What the exercise asks: Write out the data that follows exactly, keeping every picture out.
BEGIN Records provided
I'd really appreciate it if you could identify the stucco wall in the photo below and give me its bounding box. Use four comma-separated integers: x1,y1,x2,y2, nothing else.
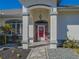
0,18,5,26
58,14,79,41
0,18,22,26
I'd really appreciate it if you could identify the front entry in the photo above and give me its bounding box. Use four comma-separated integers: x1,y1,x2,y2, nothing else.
37,25,45,41
34,20,48,42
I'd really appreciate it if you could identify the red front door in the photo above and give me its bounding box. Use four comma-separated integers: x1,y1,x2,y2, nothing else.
34,20,48,42
37,25,46,41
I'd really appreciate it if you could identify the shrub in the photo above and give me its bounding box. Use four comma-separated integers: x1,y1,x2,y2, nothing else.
63,39,78,48
0,55,3,59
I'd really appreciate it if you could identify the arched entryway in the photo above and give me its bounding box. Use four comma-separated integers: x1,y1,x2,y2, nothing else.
22,5,58,49
29,7,50,42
END Records provided
Solution to this problem:
I'd really appreciate it if you could identify the stucco wall in the photo below and give me its bounding box. Use four comma-separated integers: x1,y1,x2,y2, nothing else.
0,18,5,26
58,14,79,41
0,18,22,26
I'd really appreciate it if you could identify the front entry in the photo above and give me its bounding box. Use four comma-separated integers: x1,y1,x2,y2, nothing else.
37,25,45,41
34,20,48,42
I'd really appreciate it if you could identify the red front door in the photo above and give me its bounding box. Use four comma-separated integers: x1,y1,x2,y2, nothing else.
34,20,48,42
37,25,46,41
I'd really appreciate it if you could identify the shrub in the photo above and give me its bounding box. Use four comma-separated integers: x1,y1,x2,y2, nothing else.
63,39,78,48
0,55,3,59
I'd really appreciate it if you could identify the arched entryway in the photo above and give me its bounding box. Use four comma-separated integers: x1,y1,x2,y2, nothing else.
22,5,58,49
29,7,50,42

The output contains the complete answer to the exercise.